> [What is expected] If a line in the material below has the word "shaded", copy it.

START Data to use

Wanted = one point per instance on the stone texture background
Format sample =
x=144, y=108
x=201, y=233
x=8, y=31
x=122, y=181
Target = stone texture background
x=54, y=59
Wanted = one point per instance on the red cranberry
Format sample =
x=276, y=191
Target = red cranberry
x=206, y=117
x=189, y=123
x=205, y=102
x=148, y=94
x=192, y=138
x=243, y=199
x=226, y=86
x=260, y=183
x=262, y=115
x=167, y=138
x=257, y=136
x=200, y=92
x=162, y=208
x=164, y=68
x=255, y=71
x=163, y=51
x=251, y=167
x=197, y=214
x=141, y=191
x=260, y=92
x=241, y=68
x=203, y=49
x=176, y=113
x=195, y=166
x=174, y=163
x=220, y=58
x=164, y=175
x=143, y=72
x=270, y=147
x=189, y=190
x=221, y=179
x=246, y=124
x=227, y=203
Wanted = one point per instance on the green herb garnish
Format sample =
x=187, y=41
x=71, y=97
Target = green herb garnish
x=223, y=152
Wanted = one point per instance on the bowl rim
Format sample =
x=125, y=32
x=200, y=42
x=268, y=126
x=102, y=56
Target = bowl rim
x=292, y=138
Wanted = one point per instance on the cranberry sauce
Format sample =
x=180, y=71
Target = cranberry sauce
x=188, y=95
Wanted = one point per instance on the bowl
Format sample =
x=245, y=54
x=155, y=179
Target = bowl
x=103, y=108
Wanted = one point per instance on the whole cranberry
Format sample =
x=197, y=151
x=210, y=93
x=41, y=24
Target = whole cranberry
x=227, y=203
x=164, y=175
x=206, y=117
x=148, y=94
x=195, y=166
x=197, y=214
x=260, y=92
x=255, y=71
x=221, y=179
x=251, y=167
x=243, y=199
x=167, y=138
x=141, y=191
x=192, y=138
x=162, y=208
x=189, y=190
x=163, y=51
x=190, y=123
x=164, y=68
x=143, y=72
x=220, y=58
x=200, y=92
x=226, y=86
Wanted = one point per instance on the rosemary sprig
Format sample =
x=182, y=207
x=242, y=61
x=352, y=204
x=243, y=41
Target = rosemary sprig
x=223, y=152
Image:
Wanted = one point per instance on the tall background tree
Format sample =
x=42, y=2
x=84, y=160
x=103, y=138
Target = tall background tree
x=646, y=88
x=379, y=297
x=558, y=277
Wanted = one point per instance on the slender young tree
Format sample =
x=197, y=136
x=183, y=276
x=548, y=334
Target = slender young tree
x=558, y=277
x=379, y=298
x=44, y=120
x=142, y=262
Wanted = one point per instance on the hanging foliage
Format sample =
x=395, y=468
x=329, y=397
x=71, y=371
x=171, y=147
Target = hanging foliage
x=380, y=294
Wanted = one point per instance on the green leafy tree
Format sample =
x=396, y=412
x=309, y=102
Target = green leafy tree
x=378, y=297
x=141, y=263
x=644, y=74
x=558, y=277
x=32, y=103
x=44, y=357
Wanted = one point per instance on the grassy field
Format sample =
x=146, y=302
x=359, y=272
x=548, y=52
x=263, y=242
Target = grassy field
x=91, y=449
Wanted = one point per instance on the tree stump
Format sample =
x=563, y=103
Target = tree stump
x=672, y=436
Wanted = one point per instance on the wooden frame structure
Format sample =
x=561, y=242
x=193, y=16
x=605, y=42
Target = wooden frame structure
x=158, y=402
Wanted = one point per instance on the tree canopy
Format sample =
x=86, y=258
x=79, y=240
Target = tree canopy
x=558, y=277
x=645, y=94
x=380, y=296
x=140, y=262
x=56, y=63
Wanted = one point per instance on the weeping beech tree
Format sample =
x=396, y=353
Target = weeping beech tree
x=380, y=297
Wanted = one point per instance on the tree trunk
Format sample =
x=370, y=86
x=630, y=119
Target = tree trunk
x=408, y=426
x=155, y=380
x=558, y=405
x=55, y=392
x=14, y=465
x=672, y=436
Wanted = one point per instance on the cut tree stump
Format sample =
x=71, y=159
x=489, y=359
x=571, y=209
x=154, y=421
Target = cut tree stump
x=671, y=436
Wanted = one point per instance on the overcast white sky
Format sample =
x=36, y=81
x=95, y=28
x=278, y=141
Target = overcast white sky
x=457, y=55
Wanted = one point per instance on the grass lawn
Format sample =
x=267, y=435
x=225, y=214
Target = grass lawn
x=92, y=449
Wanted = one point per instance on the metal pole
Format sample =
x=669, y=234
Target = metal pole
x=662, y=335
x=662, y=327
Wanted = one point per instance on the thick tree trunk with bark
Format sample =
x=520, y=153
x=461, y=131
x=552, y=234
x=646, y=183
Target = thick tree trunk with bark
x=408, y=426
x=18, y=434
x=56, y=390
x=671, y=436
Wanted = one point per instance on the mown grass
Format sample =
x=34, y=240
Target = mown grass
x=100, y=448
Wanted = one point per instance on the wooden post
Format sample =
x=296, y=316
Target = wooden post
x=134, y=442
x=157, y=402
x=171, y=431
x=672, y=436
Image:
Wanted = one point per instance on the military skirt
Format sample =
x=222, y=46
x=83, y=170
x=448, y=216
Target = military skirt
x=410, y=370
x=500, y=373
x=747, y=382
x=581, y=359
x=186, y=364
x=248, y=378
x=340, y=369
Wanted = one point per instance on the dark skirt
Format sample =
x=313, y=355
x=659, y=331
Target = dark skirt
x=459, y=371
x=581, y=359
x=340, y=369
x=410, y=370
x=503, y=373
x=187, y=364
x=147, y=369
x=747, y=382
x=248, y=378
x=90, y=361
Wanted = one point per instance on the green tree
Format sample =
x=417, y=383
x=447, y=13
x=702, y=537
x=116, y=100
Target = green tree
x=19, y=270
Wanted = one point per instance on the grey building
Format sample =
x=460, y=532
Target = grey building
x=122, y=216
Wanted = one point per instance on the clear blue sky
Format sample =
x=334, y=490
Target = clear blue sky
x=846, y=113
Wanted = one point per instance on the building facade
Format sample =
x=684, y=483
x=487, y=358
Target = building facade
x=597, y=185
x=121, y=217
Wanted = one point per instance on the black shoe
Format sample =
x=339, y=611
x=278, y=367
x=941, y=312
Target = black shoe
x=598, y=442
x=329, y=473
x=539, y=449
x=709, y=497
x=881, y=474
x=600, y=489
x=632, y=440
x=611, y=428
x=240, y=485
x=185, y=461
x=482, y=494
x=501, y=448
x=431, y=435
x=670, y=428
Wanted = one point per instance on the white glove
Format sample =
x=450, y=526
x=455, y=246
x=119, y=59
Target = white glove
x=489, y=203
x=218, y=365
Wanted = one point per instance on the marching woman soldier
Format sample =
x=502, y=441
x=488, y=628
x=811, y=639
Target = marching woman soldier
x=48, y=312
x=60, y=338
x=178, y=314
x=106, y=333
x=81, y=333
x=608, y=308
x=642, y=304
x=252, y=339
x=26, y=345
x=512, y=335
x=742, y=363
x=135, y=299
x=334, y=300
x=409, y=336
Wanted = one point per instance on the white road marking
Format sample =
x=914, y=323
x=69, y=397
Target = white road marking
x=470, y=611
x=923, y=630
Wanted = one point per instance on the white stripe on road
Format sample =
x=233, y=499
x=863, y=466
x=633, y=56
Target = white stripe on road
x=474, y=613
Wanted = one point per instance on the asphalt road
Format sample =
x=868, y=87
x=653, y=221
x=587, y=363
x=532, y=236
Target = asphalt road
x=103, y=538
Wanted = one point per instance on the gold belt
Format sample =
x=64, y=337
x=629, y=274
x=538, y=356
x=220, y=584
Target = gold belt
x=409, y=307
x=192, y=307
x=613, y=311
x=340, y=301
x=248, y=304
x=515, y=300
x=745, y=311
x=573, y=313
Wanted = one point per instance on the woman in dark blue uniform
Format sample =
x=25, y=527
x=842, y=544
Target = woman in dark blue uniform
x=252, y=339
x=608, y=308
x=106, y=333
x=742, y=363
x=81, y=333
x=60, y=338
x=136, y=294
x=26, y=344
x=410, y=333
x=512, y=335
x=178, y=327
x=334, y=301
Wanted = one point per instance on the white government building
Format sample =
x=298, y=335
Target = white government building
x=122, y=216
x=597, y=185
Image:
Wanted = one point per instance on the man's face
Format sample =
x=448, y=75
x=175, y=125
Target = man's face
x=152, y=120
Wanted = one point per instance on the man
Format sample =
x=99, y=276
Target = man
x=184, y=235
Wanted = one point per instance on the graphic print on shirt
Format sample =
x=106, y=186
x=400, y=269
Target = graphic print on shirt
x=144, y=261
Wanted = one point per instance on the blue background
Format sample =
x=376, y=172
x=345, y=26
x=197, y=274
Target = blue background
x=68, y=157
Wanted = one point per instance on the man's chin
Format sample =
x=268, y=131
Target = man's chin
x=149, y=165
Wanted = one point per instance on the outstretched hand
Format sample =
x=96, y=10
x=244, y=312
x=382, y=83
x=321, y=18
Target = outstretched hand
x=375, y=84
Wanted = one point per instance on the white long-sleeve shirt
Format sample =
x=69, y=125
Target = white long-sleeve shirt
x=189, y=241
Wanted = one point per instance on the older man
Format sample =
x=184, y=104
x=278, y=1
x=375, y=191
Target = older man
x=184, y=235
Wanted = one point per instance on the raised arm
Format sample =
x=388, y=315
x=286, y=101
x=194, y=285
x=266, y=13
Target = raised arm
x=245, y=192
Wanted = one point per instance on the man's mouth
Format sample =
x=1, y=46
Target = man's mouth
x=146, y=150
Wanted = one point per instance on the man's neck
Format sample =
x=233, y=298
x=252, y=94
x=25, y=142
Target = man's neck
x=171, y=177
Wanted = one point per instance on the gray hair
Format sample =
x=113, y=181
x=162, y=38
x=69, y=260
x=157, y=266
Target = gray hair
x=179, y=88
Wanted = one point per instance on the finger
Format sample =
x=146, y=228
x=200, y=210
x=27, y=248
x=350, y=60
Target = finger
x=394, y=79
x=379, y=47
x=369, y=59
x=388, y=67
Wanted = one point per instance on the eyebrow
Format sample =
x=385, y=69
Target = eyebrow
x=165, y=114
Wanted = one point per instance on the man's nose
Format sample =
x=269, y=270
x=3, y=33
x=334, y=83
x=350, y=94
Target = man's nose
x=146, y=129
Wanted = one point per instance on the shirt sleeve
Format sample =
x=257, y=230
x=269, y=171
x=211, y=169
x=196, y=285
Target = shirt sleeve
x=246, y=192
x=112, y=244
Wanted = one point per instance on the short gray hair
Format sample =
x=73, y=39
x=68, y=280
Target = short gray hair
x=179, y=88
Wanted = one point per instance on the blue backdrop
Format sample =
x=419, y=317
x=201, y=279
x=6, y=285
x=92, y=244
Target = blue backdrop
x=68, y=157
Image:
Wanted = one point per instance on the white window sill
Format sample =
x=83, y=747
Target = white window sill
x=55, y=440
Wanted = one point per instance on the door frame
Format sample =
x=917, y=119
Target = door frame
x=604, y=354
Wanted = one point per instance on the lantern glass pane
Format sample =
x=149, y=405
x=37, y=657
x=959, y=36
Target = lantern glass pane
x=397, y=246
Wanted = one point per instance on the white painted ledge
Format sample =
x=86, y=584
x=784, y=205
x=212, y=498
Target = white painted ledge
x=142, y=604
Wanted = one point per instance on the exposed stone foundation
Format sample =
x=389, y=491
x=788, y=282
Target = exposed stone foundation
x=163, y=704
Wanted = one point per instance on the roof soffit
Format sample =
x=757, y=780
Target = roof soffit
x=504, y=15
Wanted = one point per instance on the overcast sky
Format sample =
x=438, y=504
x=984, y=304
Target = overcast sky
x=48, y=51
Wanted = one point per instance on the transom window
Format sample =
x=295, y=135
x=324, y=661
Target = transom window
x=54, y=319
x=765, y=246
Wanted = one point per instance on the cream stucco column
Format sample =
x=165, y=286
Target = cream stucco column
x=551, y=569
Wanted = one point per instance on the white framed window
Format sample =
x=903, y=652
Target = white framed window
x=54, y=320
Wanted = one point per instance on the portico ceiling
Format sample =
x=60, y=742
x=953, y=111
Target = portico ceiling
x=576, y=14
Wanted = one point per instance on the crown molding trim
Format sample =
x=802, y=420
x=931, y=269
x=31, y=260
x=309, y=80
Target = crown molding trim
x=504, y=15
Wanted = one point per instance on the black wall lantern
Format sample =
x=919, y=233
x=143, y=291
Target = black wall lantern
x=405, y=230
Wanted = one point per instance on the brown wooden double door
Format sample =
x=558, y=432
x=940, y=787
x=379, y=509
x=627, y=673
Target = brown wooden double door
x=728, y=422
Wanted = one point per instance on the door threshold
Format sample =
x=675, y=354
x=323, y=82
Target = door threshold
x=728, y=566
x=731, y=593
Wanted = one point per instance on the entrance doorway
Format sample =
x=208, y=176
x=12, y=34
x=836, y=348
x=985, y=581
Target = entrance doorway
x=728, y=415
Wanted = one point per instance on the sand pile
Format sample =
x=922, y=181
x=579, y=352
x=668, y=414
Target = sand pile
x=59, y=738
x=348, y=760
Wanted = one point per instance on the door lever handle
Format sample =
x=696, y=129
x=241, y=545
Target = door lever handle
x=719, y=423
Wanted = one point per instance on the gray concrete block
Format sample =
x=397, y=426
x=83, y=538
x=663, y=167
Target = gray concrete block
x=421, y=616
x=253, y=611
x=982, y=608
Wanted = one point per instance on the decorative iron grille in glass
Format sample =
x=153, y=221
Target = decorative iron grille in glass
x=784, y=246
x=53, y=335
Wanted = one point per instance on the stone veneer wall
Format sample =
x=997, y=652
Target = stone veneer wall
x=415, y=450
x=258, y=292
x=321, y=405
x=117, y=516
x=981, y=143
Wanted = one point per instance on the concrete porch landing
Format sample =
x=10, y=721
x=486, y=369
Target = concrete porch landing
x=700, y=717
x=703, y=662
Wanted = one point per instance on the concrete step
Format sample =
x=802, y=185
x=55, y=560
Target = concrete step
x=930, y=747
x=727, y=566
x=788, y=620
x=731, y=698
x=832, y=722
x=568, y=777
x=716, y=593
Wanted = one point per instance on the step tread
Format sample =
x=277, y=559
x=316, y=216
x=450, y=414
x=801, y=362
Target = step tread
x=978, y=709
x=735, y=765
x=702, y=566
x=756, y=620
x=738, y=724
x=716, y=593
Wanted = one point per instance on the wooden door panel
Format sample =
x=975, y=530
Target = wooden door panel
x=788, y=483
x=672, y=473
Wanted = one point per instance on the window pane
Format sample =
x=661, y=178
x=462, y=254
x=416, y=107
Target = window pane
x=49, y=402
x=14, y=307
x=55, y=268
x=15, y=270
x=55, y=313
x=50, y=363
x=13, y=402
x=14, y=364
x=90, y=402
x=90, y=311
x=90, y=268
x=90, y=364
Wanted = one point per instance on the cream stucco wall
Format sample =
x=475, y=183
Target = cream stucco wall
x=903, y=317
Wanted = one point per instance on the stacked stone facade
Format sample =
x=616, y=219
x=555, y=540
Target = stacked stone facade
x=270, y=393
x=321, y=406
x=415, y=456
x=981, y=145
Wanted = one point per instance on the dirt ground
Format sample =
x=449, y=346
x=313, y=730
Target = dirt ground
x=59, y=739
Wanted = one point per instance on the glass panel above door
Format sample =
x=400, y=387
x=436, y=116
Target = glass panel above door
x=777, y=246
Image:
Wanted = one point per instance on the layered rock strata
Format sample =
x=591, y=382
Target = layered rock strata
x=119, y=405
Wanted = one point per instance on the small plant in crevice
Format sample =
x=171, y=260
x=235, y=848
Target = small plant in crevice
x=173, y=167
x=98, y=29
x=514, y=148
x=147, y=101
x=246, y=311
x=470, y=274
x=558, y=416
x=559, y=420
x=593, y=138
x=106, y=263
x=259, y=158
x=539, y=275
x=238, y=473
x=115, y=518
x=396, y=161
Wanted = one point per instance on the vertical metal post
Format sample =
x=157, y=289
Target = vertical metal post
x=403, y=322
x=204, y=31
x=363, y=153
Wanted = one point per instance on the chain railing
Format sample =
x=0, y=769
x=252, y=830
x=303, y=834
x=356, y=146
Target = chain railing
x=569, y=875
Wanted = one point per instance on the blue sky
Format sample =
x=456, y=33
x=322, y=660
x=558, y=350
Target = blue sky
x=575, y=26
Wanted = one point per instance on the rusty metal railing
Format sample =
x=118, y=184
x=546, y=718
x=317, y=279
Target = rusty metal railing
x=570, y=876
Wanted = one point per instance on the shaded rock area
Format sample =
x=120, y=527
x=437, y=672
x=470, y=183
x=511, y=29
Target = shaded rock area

END Data to use

> [Task response]
Wanted = one point per instance on the shaded rock area
Target = shaded rock area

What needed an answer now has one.